(Spatial localization data)
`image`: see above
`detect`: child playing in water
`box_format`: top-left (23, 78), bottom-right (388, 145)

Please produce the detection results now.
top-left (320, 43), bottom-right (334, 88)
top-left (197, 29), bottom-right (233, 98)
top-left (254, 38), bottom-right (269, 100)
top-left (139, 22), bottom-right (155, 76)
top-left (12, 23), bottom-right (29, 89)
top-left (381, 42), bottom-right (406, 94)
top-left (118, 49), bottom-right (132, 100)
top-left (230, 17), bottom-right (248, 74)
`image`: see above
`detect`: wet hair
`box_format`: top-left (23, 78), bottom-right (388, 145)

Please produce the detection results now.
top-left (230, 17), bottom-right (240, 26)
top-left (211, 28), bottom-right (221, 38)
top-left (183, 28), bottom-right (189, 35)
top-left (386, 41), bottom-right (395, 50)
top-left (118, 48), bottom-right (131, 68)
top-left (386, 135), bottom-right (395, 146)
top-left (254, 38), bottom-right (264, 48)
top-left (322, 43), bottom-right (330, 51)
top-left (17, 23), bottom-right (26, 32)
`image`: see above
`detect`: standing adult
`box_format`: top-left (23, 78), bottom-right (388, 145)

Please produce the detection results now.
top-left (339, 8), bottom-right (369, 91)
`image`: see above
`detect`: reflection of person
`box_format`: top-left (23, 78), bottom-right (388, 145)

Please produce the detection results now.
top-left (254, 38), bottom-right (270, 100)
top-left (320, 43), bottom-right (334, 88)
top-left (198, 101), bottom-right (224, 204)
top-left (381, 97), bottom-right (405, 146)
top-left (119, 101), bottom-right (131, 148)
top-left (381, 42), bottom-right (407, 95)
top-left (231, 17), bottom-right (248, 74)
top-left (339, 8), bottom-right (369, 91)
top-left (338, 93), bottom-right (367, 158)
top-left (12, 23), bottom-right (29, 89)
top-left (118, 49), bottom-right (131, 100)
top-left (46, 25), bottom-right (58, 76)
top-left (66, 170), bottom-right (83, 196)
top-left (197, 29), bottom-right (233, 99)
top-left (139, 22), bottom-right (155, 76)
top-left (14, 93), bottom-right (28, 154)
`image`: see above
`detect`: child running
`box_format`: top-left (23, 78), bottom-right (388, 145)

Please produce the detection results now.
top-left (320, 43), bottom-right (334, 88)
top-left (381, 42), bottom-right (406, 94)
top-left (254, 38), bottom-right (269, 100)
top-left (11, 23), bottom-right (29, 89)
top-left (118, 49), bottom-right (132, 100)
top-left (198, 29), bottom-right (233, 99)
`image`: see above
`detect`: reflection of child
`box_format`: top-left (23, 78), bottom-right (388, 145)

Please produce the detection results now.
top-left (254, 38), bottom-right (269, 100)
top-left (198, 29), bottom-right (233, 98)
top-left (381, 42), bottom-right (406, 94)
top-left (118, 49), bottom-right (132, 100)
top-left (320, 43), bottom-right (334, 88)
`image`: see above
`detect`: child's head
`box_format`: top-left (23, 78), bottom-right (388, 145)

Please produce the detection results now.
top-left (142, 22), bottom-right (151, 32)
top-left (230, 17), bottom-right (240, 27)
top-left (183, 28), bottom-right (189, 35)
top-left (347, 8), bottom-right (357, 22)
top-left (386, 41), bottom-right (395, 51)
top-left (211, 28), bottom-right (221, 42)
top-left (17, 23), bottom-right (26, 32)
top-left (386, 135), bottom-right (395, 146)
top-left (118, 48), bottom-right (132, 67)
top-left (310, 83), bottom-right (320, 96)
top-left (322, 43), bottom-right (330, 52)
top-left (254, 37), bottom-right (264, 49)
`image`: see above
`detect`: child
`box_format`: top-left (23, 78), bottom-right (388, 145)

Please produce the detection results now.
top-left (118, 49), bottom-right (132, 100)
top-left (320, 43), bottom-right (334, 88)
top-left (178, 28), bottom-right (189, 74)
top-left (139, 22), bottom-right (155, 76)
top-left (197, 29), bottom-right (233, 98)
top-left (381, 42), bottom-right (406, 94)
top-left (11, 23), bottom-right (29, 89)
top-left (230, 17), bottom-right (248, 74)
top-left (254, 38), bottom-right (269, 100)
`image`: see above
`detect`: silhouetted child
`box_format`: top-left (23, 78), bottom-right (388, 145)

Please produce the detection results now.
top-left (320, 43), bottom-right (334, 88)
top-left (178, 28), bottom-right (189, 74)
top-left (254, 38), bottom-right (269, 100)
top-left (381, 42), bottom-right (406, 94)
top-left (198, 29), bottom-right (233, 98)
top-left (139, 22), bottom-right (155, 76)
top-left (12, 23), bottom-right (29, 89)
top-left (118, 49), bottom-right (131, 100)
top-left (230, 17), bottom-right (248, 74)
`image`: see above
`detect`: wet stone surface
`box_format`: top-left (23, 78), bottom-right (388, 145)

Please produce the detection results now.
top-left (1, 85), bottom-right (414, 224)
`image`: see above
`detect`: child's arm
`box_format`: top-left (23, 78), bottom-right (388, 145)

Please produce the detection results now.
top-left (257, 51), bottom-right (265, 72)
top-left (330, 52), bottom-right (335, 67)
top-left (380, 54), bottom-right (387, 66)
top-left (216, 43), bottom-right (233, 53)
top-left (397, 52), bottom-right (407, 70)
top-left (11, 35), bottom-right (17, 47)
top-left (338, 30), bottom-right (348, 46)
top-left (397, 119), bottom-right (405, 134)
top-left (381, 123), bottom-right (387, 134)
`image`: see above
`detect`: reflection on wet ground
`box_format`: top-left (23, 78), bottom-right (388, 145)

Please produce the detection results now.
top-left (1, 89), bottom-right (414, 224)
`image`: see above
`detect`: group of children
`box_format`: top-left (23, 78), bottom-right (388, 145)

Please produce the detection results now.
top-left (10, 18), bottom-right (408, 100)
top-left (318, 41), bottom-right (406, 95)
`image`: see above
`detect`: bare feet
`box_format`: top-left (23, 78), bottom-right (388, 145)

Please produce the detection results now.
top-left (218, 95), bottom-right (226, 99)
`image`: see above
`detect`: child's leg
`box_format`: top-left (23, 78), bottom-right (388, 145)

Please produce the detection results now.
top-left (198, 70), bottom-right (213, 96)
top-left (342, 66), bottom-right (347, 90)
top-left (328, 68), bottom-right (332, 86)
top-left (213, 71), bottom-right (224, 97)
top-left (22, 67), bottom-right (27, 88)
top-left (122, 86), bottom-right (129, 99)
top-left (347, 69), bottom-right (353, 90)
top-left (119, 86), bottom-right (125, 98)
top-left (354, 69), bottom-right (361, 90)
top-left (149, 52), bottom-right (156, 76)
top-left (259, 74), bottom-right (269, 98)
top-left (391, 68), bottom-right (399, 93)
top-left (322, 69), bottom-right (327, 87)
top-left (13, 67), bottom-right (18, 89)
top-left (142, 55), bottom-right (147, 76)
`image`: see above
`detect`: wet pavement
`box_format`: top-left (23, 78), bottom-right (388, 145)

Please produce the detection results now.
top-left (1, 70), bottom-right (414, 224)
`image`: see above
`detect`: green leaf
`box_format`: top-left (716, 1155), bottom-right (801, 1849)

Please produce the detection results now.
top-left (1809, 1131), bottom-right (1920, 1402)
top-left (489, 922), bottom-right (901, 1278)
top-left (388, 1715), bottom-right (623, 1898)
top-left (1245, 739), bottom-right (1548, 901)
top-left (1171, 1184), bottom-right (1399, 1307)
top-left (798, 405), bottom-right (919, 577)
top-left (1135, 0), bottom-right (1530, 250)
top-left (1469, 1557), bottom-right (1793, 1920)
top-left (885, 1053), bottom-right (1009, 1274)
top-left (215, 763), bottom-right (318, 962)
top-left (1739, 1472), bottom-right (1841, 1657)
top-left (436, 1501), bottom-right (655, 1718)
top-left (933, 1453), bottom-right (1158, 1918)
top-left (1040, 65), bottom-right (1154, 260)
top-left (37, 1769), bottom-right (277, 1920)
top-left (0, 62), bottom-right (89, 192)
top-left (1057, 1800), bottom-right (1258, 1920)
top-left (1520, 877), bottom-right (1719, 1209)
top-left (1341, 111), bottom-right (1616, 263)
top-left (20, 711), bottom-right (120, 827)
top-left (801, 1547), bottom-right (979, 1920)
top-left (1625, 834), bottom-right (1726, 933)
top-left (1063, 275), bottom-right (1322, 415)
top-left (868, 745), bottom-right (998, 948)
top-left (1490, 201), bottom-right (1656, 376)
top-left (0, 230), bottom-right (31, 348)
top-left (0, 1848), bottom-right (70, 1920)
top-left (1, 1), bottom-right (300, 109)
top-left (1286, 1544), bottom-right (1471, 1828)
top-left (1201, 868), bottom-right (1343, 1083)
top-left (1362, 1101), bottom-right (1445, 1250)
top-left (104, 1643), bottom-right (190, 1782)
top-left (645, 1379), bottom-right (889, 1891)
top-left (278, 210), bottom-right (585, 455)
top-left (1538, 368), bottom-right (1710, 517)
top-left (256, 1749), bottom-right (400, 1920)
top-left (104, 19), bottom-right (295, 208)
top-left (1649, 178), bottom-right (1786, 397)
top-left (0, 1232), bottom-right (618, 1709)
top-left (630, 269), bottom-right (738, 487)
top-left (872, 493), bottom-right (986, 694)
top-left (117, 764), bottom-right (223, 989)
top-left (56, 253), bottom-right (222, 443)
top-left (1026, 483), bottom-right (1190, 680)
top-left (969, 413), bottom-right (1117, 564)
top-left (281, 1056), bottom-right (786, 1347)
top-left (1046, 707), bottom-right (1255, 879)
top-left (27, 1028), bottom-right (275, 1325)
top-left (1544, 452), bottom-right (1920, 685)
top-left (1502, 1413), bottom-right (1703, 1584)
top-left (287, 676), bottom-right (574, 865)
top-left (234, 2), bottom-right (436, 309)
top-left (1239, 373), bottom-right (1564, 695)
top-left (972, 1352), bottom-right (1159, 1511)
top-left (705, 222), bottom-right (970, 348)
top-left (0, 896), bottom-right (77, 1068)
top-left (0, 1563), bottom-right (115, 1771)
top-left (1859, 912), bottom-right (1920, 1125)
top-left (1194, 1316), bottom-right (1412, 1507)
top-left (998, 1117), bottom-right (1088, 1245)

**The task:** Find how many lines above include "reflection", then write only that count.

**Written solution:** 3